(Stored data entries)
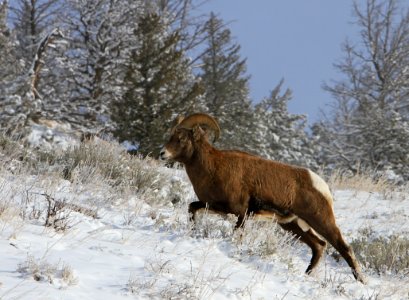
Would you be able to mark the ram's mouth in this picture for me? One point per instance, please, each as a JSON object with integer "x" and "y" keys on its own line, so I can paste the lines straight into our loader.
{"x": 165, "y": 154}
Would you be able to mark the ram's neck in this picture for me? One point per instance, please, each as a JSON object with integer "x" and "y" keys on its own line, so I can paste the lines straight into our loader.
{"x": 202, "y": 160}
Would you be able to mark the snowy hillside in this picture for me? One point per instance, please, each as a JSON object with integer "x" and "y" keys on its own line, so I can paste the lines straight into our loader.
{"x": 107, "y": 239}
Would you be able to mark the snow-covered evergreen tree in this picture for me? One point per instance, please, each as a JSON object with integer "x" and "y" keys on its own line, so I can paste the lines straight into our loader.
{"x": 368, "y": 126}
{"x": 223, "y": 74}
{"x": 21, "y": 92}
{"x": 159, "y": 86}
{"x": 281, "y": 135}
{"x": 101, "y": 38}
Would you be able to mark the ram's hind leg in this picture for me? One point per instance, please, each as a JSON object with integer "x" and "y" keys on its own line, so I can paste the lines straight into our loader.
{"x": 316, "y": 244}
{"x": 322, "y": 220}
{"x": 193, "y": 208}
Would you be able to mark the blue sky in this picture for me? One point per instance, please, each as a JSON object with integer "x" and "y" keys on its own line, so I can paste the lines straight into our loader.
{"x": 297, "y": 40}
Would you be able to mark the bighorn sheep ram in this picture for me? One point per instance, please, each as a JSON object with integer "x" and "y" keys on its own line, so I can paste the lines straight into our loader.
{"x": 235, "y": 182}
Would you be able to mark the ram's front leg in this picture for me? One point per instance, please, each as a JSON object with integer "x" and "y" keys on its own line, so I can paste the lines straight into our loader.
{"x": 193, "y": 208}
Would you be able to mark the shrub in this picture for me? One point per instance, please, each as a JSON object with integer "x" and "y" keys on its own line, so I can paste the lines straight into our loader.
{"x": 382, "y": 254}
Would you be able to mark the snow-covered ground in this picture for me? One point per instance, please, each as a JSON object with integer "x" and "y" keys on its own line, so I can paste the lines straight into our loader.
{"x": 135, "y": 250}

What the exercise asks → The answer is a portion of the data. Write out exactly the line with "Would you be able to mark the snow-covered ground" and all lines after it.

Exercise solution →
Would you be able to mark the snow-covered ground in this picture for me? One point per instance, please, each as a JSON object with integer "x" and "y" keys on its own line, so I can paste the lines straight into our loader.
{"x": 135, "y": 250}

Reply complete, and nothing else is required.